┌─ EXERCISE INPUT
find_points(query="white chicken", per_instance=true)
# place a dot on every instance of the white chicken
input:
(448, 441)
└─
┌─ EXERCISE INPUT
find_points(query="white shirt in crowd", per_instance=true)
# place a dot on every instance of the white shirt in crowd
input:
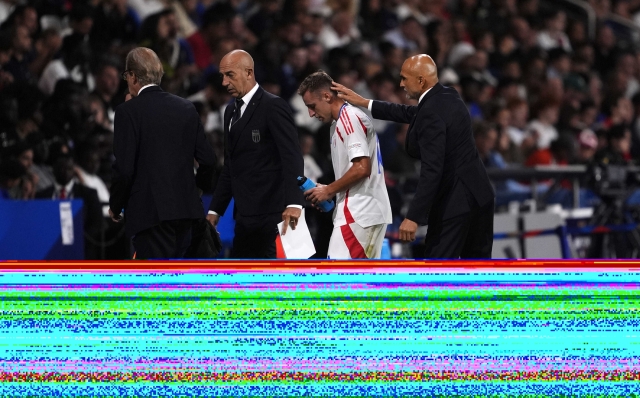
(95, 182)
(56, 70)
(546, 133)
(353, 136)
└─
**SET PROBLEM:** Gather every line in the data above that contains the string "query", matching case exactly.

**RESPONSE:**
find_points(query="white chicken", per_instance=true)
find_points(query="white shirt in crowd", per_instance=true)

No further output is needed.